Stated goal – Reproduce the passage comparing how SAT students and jukensei posted about their abilities and exam scores on social media, word for word and in full.

Provided text –
▼

Social media provided an avenue for both groups to behave boastfully and humbly with respect to their abilities.

[SAT] I never opened this thing [SAT Prep book], but I got a really high score on my English portion of the SAT (: [Valence-Positive; Ability; Materials]

[Juken] My Center test scores this time were so good. I wonder if other people are making this much progress. They went up so much I don’t completely believe they are correct. [Valence-Positive; Examinations-Center; Progress-Results]

[SAT] in math i use this thing called the guess and hope method [Ability]

[Juken] My Japanese ability is very bad. I answered some questions yesterday for the first time in a month and I couldn’t answer them at all. [Valence-Negative; Progress-Ability and Difficulty]

It was common for both groups to post the results of their mock or practice examinations. But, whereas the SAT group typically posted scores as a single picture containing one percentile rating accompanied by a short reaction, the jukensei posted multiple detailed score sheets and often went on at length comparing each of those scores to their previous performances.

▲

Dataset –
▼

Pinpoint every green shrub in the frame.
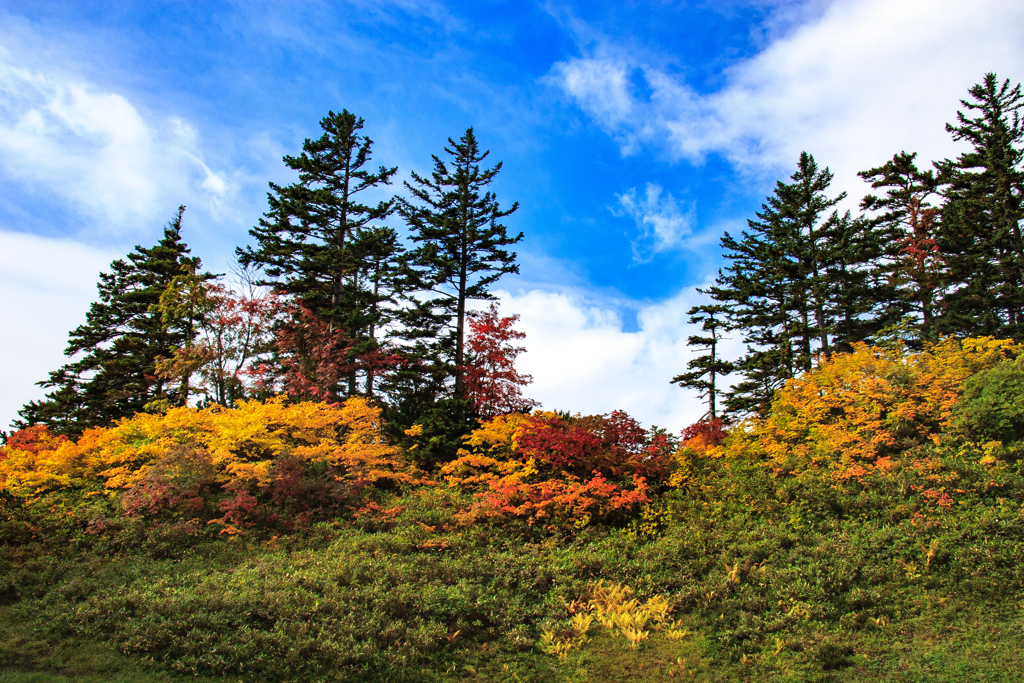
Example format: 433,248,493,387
953,356,1024,444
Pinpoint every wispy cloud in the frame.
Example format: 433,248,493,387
550,0,1024,194
612,182,693,263
0,48,229,232
498,288,742,430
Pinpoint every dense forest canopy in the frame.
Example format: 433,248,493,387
6,74,1024,681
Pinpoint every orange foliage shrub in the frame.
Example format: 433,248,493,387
441,413,671,528
753,337,1022,480
0,425,86,496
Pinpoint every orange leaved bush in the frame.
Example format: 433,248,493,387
0,396,413,523
441,412,671,528
749,337,1022,479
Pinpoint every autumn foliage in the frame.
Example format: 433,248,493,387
0,397,414,525
676,337,1022,481
441,412,671,528
463,304,539,417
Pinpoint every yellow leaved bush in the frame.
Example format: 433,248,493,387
753,337,1022,479
0,396,413,495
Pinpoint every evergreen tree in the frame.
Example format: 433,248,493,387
238,111,401,395
858,152,943,340
15,207,201,435
936,74,1024,339
398,128,522,399
672,304,733,420
709,153,856,413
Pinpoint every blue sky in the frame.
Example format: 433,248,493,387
0,0,1024,429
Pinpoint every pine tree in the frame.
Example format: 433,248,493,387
709,153,851,413
238,111,401,395
857,152,943,340
936,74,1024,339
672,304,733,420
15,207,201,434
398,128,522,399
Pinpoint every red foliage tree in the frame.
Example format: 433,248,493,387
463,303,540,417
278,303,352,402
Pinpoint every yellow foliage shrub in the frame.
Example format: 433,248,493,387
0,396,412,495
753,337,1022,479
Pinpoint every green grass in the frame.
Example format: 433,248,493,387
0,446,1024,683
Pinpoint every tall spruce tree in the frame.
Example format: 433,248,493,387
672,304,733,420
15,207,202,435
709,153,867,413
936,74,1024,339
398,128,522,399
238,110,401,395
857,152,944,340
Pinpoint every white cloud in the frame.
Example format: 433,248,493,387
551,0,1024,196
497,288,741,431
612,182,693,263
0,48,228,231
0,231,117,429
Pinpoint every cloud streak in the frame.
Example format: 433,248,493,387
612,182,693,263
0,48,229,232
549,0,1024,193
497,288,742,431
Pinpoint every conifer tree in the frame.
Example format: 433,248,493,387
709,153,851,413
672,304,733,420
238,111,401,395
936,74,1024,339
398,128,522,399
857,152,943,340
15,207,202,435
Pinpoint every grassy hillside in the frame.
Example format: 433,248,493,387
0,339,1024,682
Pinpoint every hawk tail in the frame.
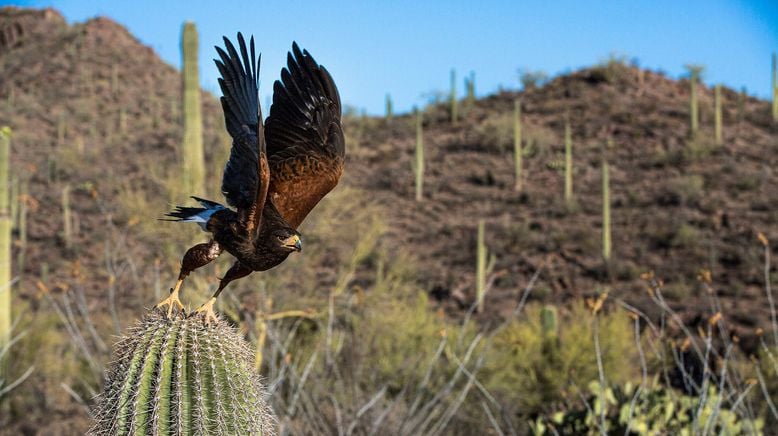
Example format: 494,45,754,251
160,197,225,230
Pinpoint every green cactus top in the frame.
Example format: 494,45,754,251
89,311,275,435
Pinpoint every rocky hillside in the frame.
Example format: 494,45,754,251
0,8,778,430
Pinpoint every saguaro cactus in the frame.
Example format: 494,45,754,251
475,220,487,312
181,22,205,193
513,98,524,192
386,94,394,123
16,180,30,274
772,53,778,121
449,70,459,124
565,116,574,207
62,185,73,248
465,71,475,107
413,109,424,201
540,305,559,363
89,311,275,435
540,305,559,341
0,126,11,360
602,138,611,262
686,65,704,137
713,85,724,145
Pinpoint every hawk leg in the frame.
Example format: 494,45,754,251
154,240,222,318
194,262,253,324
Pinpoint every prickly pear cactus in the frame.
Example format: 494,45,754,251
89,311,275,435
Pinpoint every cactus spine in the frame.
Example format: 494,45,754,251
513,98,524,192
602,138,612,262
181,22,205,193
475,220,486,313
686,65,703,138
713,85,724,145
565,116,573,206
772,53,778,121
386,94,394,123
449,70,459,124
0,126,11,362
414,109,424,201
89,312,274,435
62,185,73,249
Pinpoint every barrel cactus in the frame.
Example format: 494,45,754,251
90,311,275,435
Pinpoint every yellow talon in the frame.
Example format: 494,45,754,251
194,297,219,325
154,280,184,319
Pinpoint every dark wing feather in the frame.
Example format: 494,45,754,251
265,43,345,227
214,33,270,233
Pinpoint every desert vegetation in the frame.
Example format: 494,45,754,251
0,8,778,435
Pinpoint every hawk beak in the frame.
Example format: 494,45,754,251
284,235,303,251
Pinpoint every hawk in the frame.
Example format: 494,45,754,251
155,33,345,322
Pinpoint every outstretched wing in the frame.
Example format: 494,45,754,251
265,43,345,228
214,33,270,235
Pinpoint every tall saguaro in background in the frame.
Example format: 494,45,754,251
413,109,424,201
0,126,12,364
181,21,206,195
449,69,459,124
513,98,524,192
772,53,778,121
686,64,704,138
565,115,574,207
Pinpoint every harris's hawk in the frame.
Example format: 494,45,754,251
156,33,345,320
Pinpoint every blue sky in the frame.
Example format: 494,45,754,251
6,0,778,114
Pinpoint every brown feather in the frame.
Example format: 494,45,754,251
265,43,345,228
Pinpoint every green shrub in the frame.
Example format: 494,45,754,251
532,380,763,435
481,305,637,417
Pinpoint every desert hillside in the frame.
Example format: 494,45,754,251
0,8,778,434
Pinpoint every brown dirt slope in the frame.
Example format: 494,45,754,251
0,8,778,340
0,8,778,434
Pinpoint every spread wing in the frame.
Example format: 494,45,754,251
214,33,270,235
265,43,345,228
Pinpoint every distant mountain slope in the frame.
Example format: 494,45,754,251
0,8,778,348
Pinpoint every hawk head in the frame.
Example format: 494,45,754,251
272,227,303,252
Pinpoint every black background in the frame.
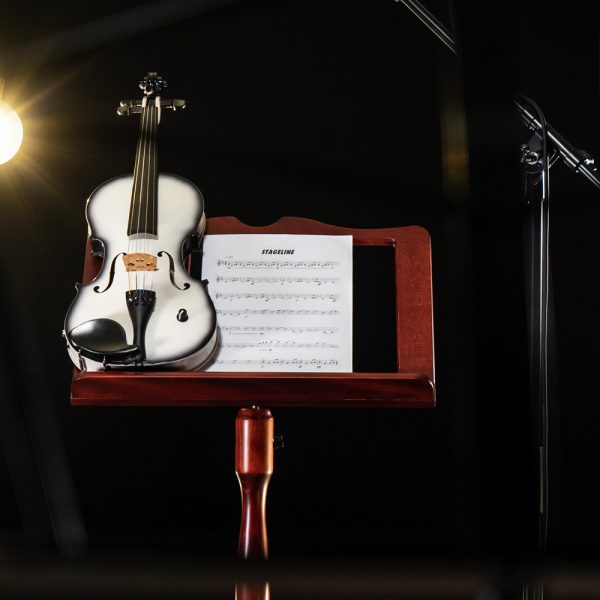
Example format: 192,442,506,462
0,0,600,558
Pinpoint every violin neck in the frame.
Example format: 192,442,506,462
127,98,160,236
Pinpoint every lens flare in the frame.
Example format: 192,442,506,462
0,102,23,165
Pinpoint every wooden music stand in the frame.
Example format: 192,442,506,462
71,217,435,559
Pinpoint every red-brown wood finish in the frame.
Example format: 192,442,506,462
71,217,435,408
235,581,271,600
235,407,273,559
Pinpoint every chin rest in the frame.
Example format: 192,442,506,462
68,319,141,364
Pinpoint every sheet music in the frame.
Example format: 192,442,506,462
202,234,352,373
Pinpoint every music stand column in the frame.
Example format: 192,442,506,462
235,407,273,559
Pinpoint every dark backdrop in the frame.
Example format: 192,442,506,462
0,0,600,557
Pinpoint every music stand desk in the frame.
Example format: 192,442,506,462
71,217,435,558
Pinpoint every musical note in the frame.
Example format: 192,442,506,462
220,325,339,335
220,340,339,350
202,234,352,373
217,259,340,269
217,308,340,317
217,275,340,286
215,292,339,302
215,358,339,369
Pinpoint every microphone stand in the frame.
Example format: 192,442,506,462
515,97,600,552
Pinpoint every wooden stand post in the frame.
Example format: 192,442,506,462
235,407,273,559
71,217,435,560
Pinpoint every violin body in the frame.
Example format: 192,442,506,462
65,173,217,371
64,73,218,371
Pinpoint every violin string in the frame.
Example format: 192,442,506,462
150,96,160,291
142,102,156,289
127,98,144,291
135,96,150,290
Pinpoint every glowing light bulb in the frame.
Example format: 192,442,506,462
0,102,23,165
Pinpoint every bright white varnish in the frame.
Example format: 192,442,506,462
65,173,218,371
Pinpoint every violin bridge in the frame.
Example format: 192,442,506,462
123,252,158,271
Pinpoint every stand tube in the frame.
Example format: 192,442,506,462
235,407,273,560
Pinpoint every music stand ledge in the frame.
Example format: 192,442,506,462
71,217,435,558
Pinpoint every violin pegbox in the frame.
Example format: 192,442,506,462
139,72,167,97
117,72,186,116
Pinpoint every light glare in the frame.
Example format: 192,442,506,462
0,102,23,165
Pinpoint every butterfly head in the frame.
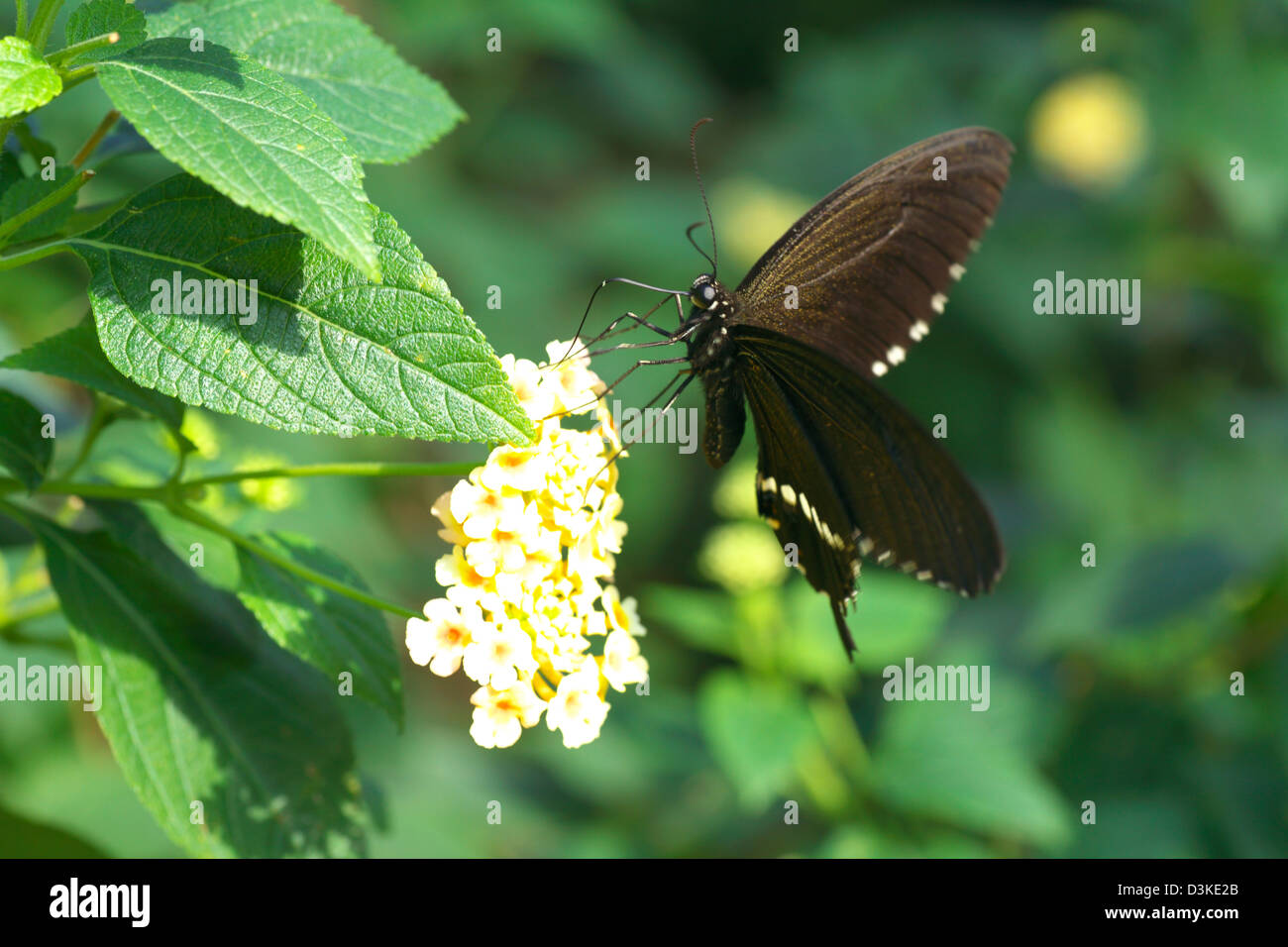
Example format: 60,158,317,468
690,273,731,316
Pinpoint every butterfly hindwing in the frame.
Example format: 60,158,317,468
735,128,1013,377
733,326,1005,646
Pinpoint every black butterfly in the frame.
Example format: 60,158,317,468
677,128,1013,652
580,119,1014,653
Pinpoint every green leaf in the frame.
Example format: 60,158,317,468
0,388,54,491
67,0,149,65
698,670,818,809
0,805,107,858
0,149,27,195
871,702,1078,848
0,36,63,119
25,504,364,857
98,39,380,279
68,175,531,443
237,533,403,728
149,0,465,162
0,164,76,244
0,316,183,430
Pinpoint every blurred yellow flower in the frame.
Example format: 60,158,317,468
407,342,648,747
721,177,810,265
698,523,787,591
1029,72,1145,189
471,681,545,750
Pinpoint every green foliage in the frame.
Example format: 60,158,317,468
23,507,362,857
149,0,465,163
0,166,74,243
237,533,403,727
0,389,54,489
98,38,380,279
71,175,528,442
0,317,183,430
698,672,815,809
67,0,149,65
0,36,63,119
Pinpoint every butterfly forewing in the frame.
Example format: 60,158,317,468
731,129,1012,377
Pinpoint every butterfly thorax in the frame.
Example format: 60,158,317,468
682,274,746,468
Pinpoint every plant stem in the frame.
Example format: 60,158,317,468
61,397,116,480
27,0,63,55
0,170,94,246
46,33,121,65
170,502,421,618
0,237,72,270
63,63,98,91
179,462,478,487
72,108,121,167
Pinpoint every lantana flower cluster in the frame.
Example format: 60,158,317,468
407,340,648,747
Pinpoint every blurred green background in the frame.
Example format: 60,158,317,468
0,0,1288,857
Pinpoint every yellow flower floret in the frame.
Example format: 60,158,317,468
407,342,648,747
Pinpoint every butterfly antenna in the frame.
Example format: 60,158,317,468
684,220,716,275
690,119,720,275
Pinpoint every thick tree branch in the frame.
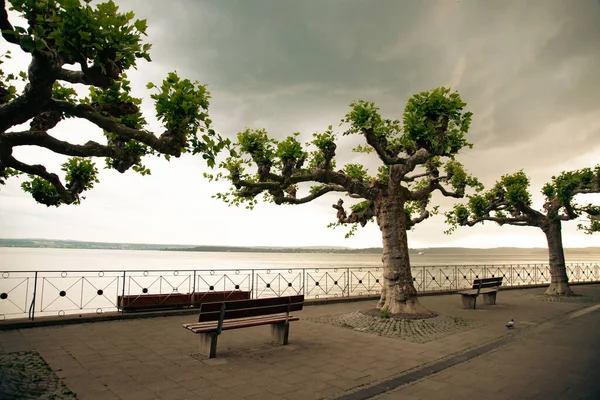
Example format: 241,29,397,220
332,199,375,227
402,172,431,182
0,0,21,44
7,156,78,206
49,99,186,157
2,131,118,157
465,216,540,227
363,129,406,165
409,198,429,226
232,168,377,199
56,68,114,88
275,185,346,204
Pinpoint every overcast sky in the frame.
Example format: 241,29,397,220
0,0,600,248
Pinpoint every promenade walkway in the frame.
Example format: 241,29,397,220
0,285,600,400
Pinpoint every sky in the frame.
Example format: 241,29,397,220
0,0,600,248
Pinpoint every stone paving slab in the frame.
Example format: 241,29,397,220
0,285,600,400
373,308,600,400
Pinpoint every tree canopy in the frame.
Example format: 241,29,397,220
0,0,227,206
446,165,600,295
446,165,600,234
207,87,479,314
206,88,479,228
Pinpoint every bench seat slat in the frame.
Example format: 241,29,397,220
200,294,304,313
198,298,304,322
183,315,299,333
458,287,498,296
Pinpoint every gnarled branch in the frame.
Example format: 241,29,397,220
332,199,376,227
275,185,346,204
0,0,21,44
48,99,186,157
6,156,81,206
2,130,118,158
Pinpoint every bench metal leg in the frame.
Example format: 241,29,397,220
271,322,290,346
483,292,498,306
461,294,477,310
199,332,219,358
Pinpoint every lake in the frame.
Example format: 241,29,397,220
0,247,600,271
0,247,600,320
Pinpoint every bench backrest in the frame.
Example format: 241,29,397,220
473,277,502,289
198,295,304,322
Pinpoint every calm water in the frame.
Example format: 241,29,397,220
0,247,600,271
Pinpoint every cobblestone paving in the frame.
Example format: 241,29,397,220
530,294,598,303
0,351,77,400
307,311,485,343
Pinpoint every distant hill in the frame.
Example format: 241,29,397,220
0,239,600,257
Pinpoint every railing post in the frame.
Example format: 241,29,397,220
302,268,306,297
454,265,458,290
192,270,196,295
29,271,37,321
346,268,352,297
117,271,126,313
250,268,255,299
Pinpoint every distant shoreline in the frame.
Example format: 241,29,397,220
0,239,600,257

▲

Problem solution –
Social media provided an avenue for both groups to behave boastfully and humbly with respect to their abilities.

[SAT] I never opened this thing [SAT Prep book], but I got a really high score on my English portion of the SAT (: [Valence-Positive; Ability; Materials]

[Juken] My Center test scores this time were so good. I wonder if other people are making this much progress. They went up so much I don’t completely believe they are correct. [Valence-Positive; Examinations-Center; Progress-Results]

[SAT] in math i use this thing called the guess and hope method [Ability]

[Juken] My Japanese ability is very bad. I answered some questions yesterday for the first time in a month and I couldn’t answer them at all. [Valence-Negative; Progress-Ability and Difficulty]

It was common for both groups to post the results of their mock or practice examinations. But, whereas the SAT group typically posted scores as a single picture containing one percentile rating accompanied by a short reaction, the jukensei posted multiple detailed score sheets and often went on at length comparing each of those scores to their previous performances.